# AUFGABEN:
1. Warum haben die Marktforscher den Fragebogen laut dem Dokument zur barrierefreien Onlinebefragung nicht zusätzlich in Leichte Sprache übersetzt? Antworte in ein bis drei Sätzen.
2. Beantworte anhand des Dokuments zur barrierefreien Onlinebefragung diese Fragen:
(a) Für welche Menschen sollten die Fragen möglichst einfach formuliert sein?
(b) Wer hat den Fragebogen auf seine Verständlichkeit hin kontrolliert und freigegeben?
(c) Was wurde an Stellen, wo es möglich war, anstelle von Fremdwörtern verwendet?
3. Schreibe den Text über die barrierefreie Onlinebefragung nach seinem letzten Satz weiter.

Screenshot der barrierefreien Onlinebefragung - Vorschaltseite

Einfache Sprache

Um für Menschen mit Lese-/ Rechtschreibschwächen, Lernbehinderung und geistiger Behinderung verwendbar zu sein, mussten alle Fragen möglichst einfach formuliert werden. Bei einem Fragebogen, in dem es um Internet und Web 2.0 geht, stößt man hier bei der Verwendung sachlich korrekter Begriffe schnell an die Grenzen der Vorgabe, Fremdworte zu vermeiden. Wo möglich wurde versucht, Umschreibungen und Erläuterungen zu verwenden. Der Fragebogen wurde zur Überprüfung der Verständlichkeit vom Fachlichen Beirat des BIENE-Wettbewerbs kontrolliert und freigegeben.

Eine weitere Übersetzung in die sog. Leichte Sprache war aus Sicht der Marktforscher nicht möglich: Die Antworten wären aufgrund der nötigen Vereinfachung nicht mehr mit den Antworten aus der allgemeinen Befragung zusammenzuführen gewesen – der Nachweis, dass alle Nutzer tatsächlich auch dieselben Fragen gestellt bekamen und beantwortet haben, wäre also unmöglich gewesen.

# EXTRAHIERTE INFORMATIONEN:

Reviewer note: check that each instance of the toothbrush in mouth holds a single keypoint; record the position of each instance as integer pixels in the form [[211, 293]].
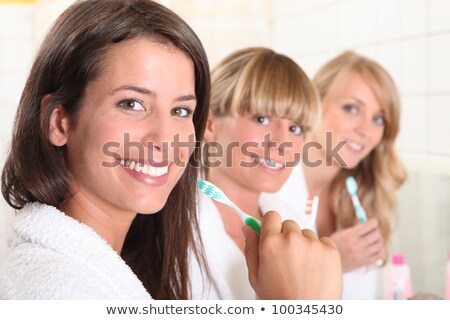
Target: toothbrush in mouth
[[216, 194], [312, 204], [352, 189]]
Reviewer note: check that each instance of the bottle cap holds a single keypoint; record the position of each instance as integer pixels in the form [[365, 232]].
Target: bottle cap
[[398, 259]]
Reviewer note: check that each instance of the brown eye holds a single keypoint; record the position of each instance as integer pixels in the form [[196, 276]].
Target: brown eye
[[296, 129]]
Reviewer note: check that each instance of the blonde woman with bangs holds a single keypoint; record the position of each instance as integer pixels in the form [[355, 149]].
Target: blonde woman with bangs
[[262, 103], [361, 114]]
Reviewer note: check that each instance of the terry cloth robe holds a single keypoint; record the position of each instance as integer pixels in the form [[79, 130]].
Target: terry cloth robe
[[359, 284], [53, 256]]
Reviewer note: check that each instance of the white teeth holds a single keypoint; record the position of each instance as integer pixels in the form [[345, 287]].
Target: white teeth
[[145, 169], [271, 164], [355, 146]]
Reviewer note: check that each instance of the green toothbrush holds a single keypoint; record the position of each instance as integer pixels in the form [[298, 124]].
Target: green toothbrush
[[216, 194]]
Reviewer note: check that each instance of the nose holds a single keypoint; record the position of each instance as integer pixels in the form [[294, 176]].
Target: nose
[[282, 141]]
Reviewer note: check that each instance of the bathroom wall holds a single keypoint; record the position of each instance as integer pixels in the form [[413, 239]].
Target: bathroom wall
[[411, 38]]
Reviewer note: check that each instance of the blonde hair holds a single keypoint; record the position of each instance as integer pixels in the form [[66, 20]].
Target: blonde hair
[[263, 82], [381, 172]]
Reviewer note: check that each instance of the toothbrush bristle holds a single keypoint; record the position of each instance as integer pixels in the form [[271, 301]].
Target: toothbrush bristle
[[351, 185], [209, 190]]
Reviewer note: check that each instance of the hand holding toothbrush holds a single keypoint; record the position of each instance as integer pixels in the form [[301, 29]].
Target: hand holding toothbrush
[[285, 262]]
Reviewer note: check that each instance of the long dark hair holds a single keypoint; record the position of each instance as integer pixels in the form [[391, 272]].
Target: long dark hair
[[71, 56]]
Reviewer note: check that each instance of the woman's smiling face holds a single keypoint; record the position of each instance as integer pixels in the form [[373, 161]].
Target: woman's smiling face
[[120, 150]]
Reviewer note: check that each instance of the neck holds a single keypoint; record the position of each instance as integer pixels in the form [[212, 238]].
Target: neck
[[110, 223]]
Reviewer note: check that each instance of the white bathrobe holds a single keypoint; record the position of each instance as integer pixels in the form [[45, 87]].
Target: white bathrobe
[[226, 261], [53, 256], [359, 284]]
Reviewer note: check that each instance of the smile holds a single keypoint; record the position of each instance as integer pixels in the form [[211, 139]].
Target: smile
[[271, 164], [145, 169]]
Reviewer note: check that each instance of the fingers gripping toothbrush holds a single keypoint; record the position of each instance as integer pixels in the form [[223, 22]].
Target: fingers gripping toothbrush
[[216, 194], [352, 189]]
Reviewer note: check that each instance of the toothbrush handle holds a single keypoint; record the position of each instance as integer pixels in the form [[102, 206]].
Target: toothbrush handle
[[360, 213]]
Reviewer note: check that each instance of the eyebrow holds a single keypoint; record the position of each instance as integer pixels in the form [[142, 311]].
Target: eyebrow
[[150, 93]]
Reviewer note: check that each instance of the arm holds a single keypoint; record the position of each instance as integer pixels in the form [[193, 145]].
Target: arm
[[285, 262]]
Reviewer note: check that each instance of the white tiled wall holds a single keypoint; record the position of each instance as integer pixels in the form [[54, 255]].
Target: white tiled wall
[[411, 38], [16, 51]]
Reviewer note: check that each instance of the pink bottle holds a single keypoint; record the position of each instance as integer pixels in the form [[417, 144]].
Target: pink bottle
[[399, 279], [447, 279]]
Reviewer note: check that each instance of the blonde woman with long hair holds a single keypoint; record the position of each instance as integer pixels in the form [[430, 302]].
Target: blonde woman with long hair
[[361, 113]]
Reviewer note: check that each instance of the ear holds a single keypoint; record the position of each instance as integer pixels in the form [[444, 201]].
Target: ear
[[59, 124], [210, 131]]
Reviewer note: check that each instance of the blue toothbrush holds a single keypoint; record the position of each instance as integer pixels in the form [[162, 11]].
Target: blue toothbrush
[[352, 189], [216, 194]]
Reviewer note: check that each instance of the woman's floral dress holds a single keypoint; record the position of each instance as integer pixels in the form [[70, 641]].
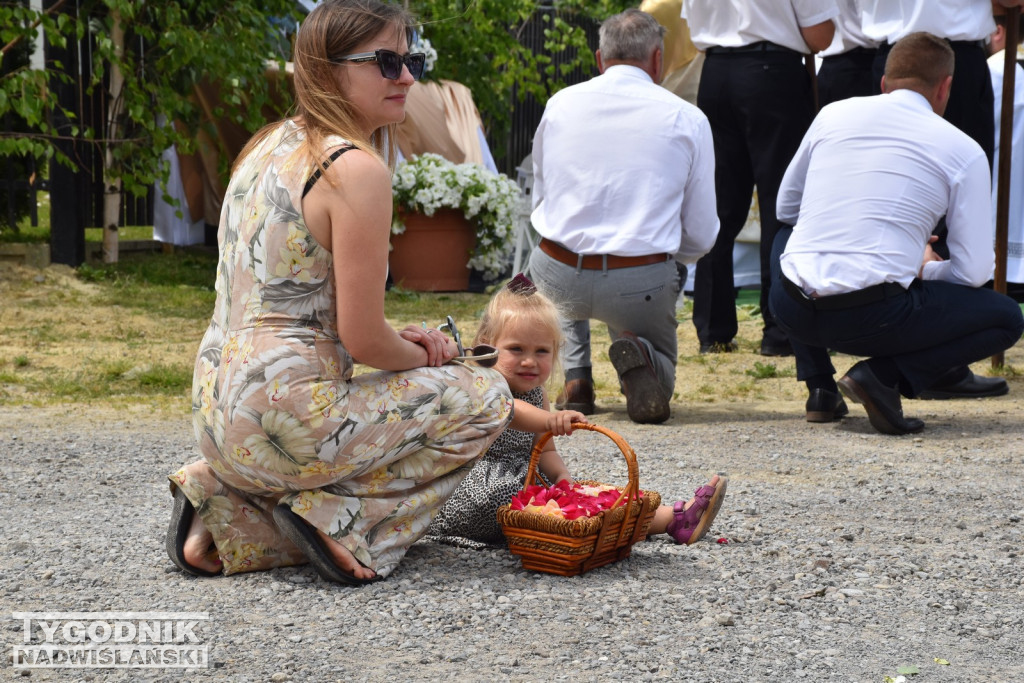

# ANTWORTEN:
1. Für Leichte Sprache hätte man die Fragen noch stärker vereinfachen müssen. Dann hätten sich die Antworten nicht mehr mit denen aus der allgemeinen Befragung zusammenführen lassen. Man hätte also nicht nachweisen können, dass alle Nutzer dieselben Fragen gestellt bekamen und beantwortet haben.

2.
(a) Für Menschen mit Lese-/Rechtschreibschwächen, Lernbehinderung und geistiger Behinderung.
(b) Der Fachliche Beirat des BIENE-Wettbewerbs.
(c) Umschreibungen und Erläuterungen.

3.
Um Menschen mit kognitiven Behinderungen und Leseschwächen trotzdem die Teilnahme an der Umfrage zu erleichtern, wurden sämtliche Fragen und Antworten mittels einer Sprachsynthese in Audio-Dateien umgewandelt, die in die Befragung integriert wurden. So konnten sich Nutzer nach entsprechender Vorauswahl den gesamten Text der Umfrage im Browserfenster vorlesen lassen. Der Aufwand für die Erstellung der insgesamt 174 Audio-Dateien ist zu vernachlässigen, da sich dies mit einer geeigneten Software für die Sprachsynthese weitestgehend automatisieren lässt. Der eigentliche Aufwand bestand eher in der hierdurch notwendig gewordenen Erweiterung des verwendeten Umfrage-Systems, dass diese Funktionalität nicht vorgesehen hatte.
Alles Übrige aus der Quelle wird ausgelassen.